**PASSAGE PROVIDED**

But really I wanted to address some of the things the critics had to say about Prometheus, which can be summed up in three simple statements: 1) Gorgeous set pieces and visuals, 2) phenomenal acting 3) so-so storyline. They were… mostly correct. Visually, Prometheus was at once haunting and beautiful; scary and cold; welcoming and isolating–depending on where you were in the world or on the ship and who you were with. The acting was also wonderful, but what else would you expect with an all-star cast of Charlize Theron, Michael Fassbender, Guy Pearce* and Noomi Rapace?

*Okay here’s the thing about Guy Pearce. I love him to death, but he portrayed an 80 year old man. What on earth is wrong with casting an actual 80 year old man? What, was Christopher Plummer busy? What about Peter O’Toole? Did all the 80 year old men just not want to do a super awesome sci-fi movie? That’s legit, but why are you going to use Guy Pearce if you’re going to make him look nothing like Guy Pearce? I seriously spent half the movie thinking “wait, but when is Guy Pearce going to show up? Is he that dude with the tattoos? Because he doesn’t look like Guy Pearce.” It was… off-putting.

In regards to the story: most critics said that it was too predictable and didn’t answer all the questions it raised. The plot was definitely predictable. For instance, I went into the film expecting David (the android played by Michael Fassbender) to double-cross his human crew-mates. This might be residual from Ian Holm’s character in the original Alien film. In another case I was only a second or two ahead of the official reveal: when Vickers (Charlize Theron) reveals that she is the daughter of Mr. Wayland (Guy Pearce. Seriously, why?), the man who financed the entire trip.

In a couple cases I was taken totally, completely, and 100% by surprise: when Rapace’s character Elizabeth Shaw (who is infertile) becomes pregnant with a mysterious, impossible, fast-growing creature. I told you Ridley has to include a creepy birth scene in all his alien movies. Also the scene when Milburn [ed. actually it was Fifield!] shows up outside the loading dock looking like a weird zombie crab. Also the last 30 seconds of the film. WHAT.

**DATA BELOW**
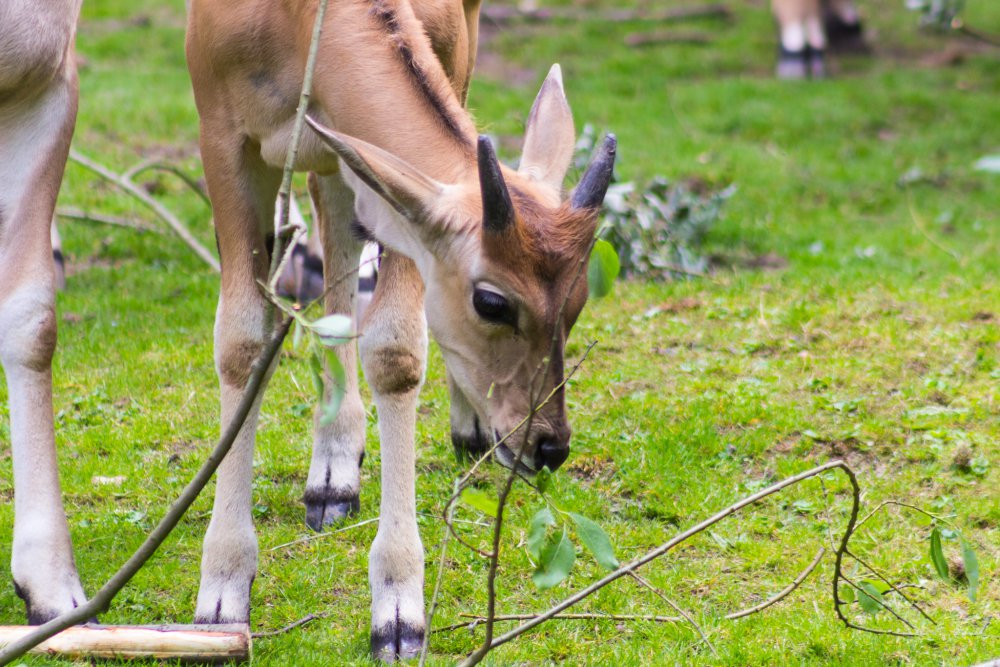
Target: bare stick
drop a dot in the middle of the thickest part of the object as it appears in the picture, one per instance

**STUDY QUESTIONS**
• 1. According to the Prometheus review, which actor plays the android David?
• 2. Transcribe the stretch of the Prometheus review from "In regards to" through "the entire trip.".
• 3. Go on with the Prometheus review from where it stops.

**ANSWERS FOR THE TASKS**
• 1. Michael Fassbender.

• 2.
In regards to the story: most critics said that it was too predictable and didn’t answer all the questions it raised. The plot was definitely predictable. For instance, I went into the film expecting David (the android played by Michael Fassbender) to double-cross his human crew-mates. This might be residual from Ian Holm’s character in the original Alien film. In another case I was only a second or two ahead of the official reveal: when Vickers (Charlize Theron) reveals that she is the daughter of Mr. Wayland (Guy Pearce. Seriously, why?), the man who financed the entire trip.

• 3.
I understand that Scott was trying to distance Prometheus from the Alien franchise, but my question is… why? I honestly feel like the trailer gave away way too much. With lines like “we were so wrong,” and haunting (seizure-inducing) shots of Shaw running through the ship covered in blood. If I were in charge of marketing Prometheus (and there are at least 500 thousand reasons why it’s a good thing I was not), I would have relied on teaser trailers and the viral videos like David 8. Think about it: the first teaser for Amazing Spider-Man had no dialogue and no title. They didn’t need a title, because it was Spider-Man. The logo and the shot of Andrew Garfield in his suit was enough.

Obviously Prometheus would have suffered if it was advertised by nothing but teasers, but about half-way through the movie I just found myself waiting for the scenes I had seen in the trailer. It was like a crappy comedy film where they put all the funny lines in the trailer, except instead of a crappy comedy, Prometheus is a multi-million dollar, amazingly directed sci-fi film.

The verdict? Gorgeous film, awesome acting and I’m a little bit in platonic love Charlize Theron. I genuinely enjoyed Prometheus, but I honestly think I enjoyed Alien more. But I’m also platonically in love with Sigourney Weaver, so there’s that.